§ **Task to complete**
Can you turn the lines below into a numbered list, skipping any blank lines and leaving the pictures out?

§ **Material provided**
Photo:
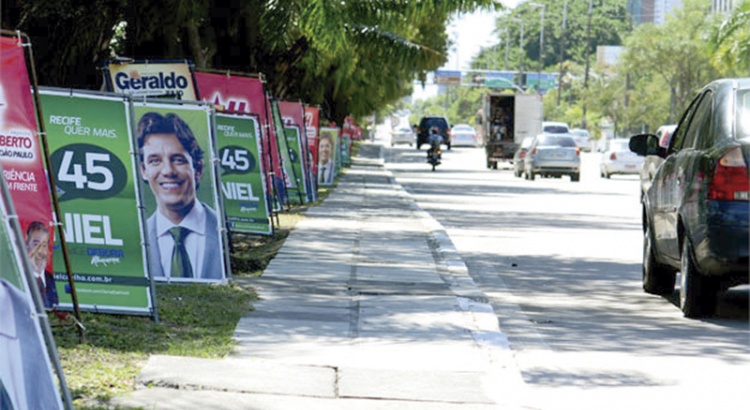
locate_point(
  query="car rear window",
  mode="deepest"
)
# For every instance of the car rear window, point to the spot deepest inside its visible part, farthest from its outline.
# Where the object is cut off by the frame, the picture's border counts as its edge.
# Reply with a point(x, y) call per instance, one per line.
point(742, 116)
point(553, 141)
point(555, 129)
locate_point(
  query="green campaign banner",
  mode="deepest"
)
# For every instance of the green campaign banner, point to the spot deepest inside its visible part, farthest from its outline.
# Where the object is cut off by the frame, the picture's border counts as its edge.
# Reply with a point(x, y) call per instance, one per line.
point(185, 230)
point(346, 149)
point(290, 179)
point(242, 175)
point(90, 151)
point(294, 142)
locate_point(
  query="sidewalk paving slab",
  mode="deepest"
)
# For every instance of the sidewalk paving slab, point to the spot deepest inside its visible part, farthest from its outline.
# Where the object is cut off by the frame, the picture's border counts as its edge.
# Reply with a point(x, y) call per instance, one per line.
point(367, 305)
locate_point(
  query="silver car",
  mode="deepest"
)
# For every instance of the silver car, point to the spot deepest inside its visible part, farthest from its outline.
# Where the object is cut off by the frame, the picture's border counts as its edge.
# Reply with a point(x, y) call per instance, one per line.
point(403, 135)
point(553, 155)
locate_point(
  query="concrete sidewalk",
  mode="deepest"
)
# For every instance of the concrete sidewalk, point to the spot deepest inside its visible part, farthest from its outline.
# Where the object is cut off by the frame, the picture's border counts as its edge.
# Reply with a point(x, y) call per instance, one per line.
point(367, 306)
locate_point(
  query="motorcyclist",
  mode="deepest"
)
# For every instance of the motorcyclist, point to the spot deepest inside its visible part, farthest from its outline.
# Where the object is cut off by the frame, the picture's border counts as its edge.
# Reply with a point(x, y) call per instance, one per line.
point(434, 139)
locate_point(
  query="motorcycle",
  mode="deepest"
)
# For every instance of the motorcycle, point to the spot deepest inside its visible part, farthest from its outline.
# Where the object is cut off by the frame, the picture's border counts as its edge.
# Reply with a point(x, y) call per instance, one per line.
point(434, 154)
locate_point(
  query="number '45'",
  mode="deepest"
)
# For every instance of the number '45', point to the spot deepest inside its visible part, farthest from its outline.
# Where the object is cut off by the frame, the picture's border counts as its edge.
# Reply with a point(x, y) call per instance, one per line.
point(77, 173)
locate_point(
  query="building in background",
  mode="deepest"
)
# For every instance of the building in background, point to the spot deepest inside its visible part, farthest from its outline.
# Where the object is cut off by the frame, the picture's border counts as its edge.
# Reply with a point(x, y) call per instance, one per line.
point(656, 11)
point(724, 6)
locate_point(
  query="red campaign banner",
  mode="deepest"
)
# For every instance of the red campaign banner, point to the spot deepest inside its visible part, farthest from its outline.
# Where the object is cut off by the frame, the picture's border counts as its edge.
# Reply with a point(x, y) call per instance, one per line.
point(21, 155)
point(243, 95)
point(312, 125)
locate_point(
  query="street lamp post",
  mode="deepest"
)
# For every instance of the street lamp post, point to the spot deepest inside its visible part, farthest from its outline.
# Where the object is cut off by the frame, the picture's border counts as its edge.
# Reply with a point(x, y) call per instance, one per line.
point(562, 52)
point(586, 73)
point(541, 44)
point(520, 52)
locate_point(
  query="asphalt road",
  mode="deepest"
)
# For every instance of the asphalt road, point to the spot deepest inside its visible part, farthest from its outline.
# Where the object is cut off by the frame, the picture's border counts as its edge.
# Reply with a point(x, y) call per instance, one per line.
point(561, 264)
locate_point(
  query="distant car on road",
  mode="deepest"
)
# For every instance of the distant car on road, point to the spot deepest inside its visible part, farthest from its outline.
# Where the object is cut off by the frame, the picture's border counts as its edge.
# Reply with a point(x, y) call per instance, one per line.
point(520, 155)
point(618, 159)
point(555, 127)
point(696, 211)
point(464, 135)
point(403, 135)
point(552, 155)
point(582, 137)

§ **Solution**
1. Photo:
2. locate_point(
3.   query="car rear window",
4.   mode="deepest"
5. )
6. # For every instance of the car rear window, point to the spot deepest inside its visible part, farthest from its outline.
7. # Where the object is cut off by the frame, the picture's border counts as its edge.
8. # Reply with a point(x, y) call per instance, one per line.
9. point(742, 116)
10. point(553, 141)
11. point(555, 129)
12. locate_point(
13.   query="green campaign banner",
14.   mode="deepest"
15. )
16. # For every instance of the green campaign banner, point to the spot deepest inside its visible part, farthest from its outline.
17. # Where the object is cut off by the frame, the picture's border counts as its edge.
18. # Reply with a point(x, y) call per instance, one per line.
19. point(185, 230)
20. point(346, 149)
21. point(290, 179)
22. point(242, 175)
23. point(90, 151)
24. point(294, 142)
25. locate_point(
26.   query="sidewalk paving slab",
27.   mode="deepest"
28. )
29. # For every instance of the sidewalk paving slab, point to the spot deepest inside its visible part, farthest from its outline.
30. # Where the object is cut off by the frame, the picture's border counts as its edge.
31. # Reply with a point(x, y) call per instance, one per line.
32. point(367, 305)
33. locate_point(
34.   query="silver car",
35.   mode="deepest"
36. )
37. # For every instance of the silver car, point to the spot deepest inside its visible part, farthest from its outline.
38. # Where the object is cut off by the frame, the picture's border counts as its edge.
39. # Reply with a point(x, y) call per instance, one per line.
40. point(403, 135)
41. point(553, 155)
42. locate_point(
43.   query="concrete sidewalk",
44.   mode="deepest"
45. )
46. # For every instance of the concrete sidewalk, point to the spot deepest inside its visible part, farthest from its outline.
47. # Where the object is cut off by the frame, the picture's border counts as its edge.
48. # Reply with a point(x, y) call per instance, one per line.
49. point(367, 306)
50. locate_point(
51.   query="motorcyclist",
52.   mode="deepest"
53. )
54. # For every instance of the motorcyclist, point to the spot deepest inside its visible part, farthest from its outline.
55. # Where the object is cut off by the frame, the picture's border counts as its edge.
56. # Reply with a point(x, y) call per instance, one per line.
57. point(434, 139)
58. locate_point(
59.   query="motorcycle",
60.   mode="deepest"
61. )
62. # For every instance of the motorcycle, point to the spot deepest inside its visible part, farthest from its outline.
63. # Where the object is cut off by the frame, the picture's border counts as its edge.
64. # Reply with a point(x, y) call per instance, one per line.
65. point(434, 154)
66. locate_point(
67.   query="number '45'",
68.   mode="deepest"
69. )
70. # For every instance of the number '45', point to the spot deepest inside its visible part, farthest from its outline.
71. # Where the object is cut off by the frame, the picture's border counts as its edge.
72. # Reply with a point(x, y) call per instance, one per line.
73. point(77, 173)
74. locate_point(
75.   query="building in background",
76.   mode="deepest"
77. )
78. # For every instance of the building in background, point to the spot deepest inside its visible part, farthest from its outline.
79. # Where the object is cut off by the frame, the picture's border counts as its edge.
80. # Reply with a point(x, y) call per instance, one per line.
81. point(656, 11)
82. point(724, 6)
83. locate_point(
84.   query="red campaign banner",
85.   mode="deepest"
86. )
87. # For every instance of the red campaign banner, point to the spot deepest inside its visible part, farthest from its outline.
88. # Where the object is cut off by the frame, the picture's border counts as its edge.
89. # Reply with a point(x, y) call per instance, one per line.
90. point(21, 155)
91. point(243, 95)
92. point(312, 125)
93. locate_point(
94.   query="street lamp post",
95.   mode="deepest"
96. )
97. # For every instance of the street lamp post, point to the spot deepest inside its visible part, farthest from its outline.
98. # Where the object is cut off by the frame, the picture's border counts as its edge.
99. # Reply with a point(x, y) call per instance, one per line.
100. point(562, 52)
101. point(586, 73)
102. point(541, 44)
103. point(520, 52)
104. locate_point(
105.   query="asphalt road",
106.   mode="deepest"
107. )
108. # For every instance of the asphalt road, point to the spot deepest inside its visible part, farthest from its outline.
109. # Where the object is cut off by the frame, the picture's border counts as its edge.
110. # Reply with a point(x, y) call per instance, one per line.
111. point(561, 264)
112. locate_point(
113.   query="distant car on road",
114.   mode="deepest"
115. )
116. # For every instance of the distant car on road, point to the spot deepest inside its visible part, farthest from its outline.
117. # Where the object is cut off by the frame, the picture's border counts as its edge.
118. # Reply with a point(x, y) call per instance, one per line.
119. point(520, 155)
120. point(618, 159)
121. point(555, 127)
122. point(696, 211)
123. point(464, 135)
124. point(403, 135)
125. point(552, 155)
126. point(582, 137)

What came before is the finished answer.